- Activities
A) Reproduce the part of the article on emergency contraception access for Native women that begins at the words "Activist Fights For" and ends after the words "just in case.".
B) Carry on writing the article on emergency contraception access for Native women, starting after its final sentence.

--- Extracted text Enclosed Below ---

Sex

Activist Fights For Emergency Contraception Availability For Native Women

One in three native women will be raped in her lifetime.  One activist wants to ensure they have access to emergency contraception just in case.

After reading a report that one in three native women are liekly to be raped in their lifetimes, Sunny Clifford made it her mission to ensure that these women don’t have their sexual assault compounded by becoming pregnant. But her research soon showed her that emergency contraception was extremely hard to access for these women, even with the assistance of Indian Health Services.

Via Indian Country Today Media Network:

“I wasn’t aware that I could get Plan B from IHS and therefore tried to obtain it on my own to see what the process was,” she says. When asked why she attempted to access Plan B since she was not in need of the medication for her own personal use, Clifford explains, “I was compelled because I was now aware that I could get Plan B from IHS, which I wasn’t aware of prior to the report.”

--- End of Enclosed Extracted text ---
--- Source information Enclosed Below ---

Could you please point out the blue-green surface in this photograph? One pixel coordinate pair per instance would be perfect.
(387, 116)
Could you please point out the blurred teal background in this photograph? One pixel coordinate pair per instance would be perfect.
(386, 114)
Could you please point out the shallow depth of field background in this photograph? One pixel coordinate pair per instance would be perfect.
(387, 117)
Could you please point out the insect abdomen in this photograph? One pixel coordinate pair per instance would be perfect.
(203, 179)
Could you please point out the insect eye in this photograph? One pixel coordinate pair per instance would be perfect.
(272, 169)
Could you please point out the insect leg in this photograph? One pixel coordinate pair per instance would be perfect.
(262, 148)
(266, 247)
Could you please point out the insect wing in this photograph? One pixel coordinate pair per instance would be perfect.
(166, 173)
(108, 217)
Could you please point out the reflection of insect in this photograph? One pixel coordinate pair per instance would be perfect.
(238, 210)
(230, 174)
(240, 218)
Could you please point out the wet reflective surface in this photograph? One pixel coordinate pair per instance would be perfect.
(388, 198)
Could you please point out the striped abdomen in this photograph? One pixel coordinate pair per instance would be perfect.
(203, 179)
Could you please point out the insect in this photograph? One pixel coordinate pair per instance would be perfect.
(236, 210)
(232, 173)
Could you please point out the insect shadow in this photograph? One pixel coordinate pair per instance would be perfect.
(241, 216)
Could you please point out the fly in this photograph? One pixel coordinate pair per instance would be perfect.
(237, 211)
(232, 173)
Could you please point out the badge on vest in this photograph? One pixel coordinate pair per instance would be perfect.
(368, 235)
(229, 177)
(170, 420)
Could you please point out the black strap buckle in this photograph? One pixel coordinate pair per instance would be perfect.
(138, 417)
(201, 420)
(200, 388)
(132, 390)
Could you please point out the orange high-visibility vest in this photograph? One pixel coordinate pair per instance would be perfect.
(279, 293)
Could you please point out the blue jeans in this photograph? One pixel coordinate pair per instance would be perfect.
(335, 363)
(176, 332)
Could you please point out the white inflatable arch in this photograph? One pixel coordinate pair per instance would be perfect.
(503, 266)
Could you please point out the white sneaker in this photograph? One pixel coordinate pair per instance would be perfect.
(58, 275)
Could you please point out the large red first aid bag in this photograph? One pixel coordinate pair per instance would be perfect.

--- End of Enclosed Source information ---

- Answers provided
A)
Activist Fights For Emergency Contraception Availability For Native Women

One in three native women will be raped in her lifetime.  One activist wants to ensure they have access to emergency contraception just in case.

B)
When she went to the IHS office in Pine Ridge, Clifford says she was told that the midwife was unavailable and that she would have to travel about 40 miles, each way, to get Plan B.  “When I was told I had to drive so far to get Plan B I felt frustrated and as if nobody cared,” Clifford says. “I do feel like women who need access to Plan B and don’t have the resources, such as a vehicle or gas money, are dehumanized.”

Clifford wasn’t alone in her experience. She learned soon that other women were having the same issue, being told they needed to see a doctor, have a prescription, or otherwise have their access cut off. Now Clifford is petitioning the IHS to allow Plan B to be available over the counter, as it is throughout the country. 

Clifford’s petition already has over 100,000 signatures, all asking Dr. Yvette Roubideaux, the Director of Indian Health Services, to make the medication available over the counter.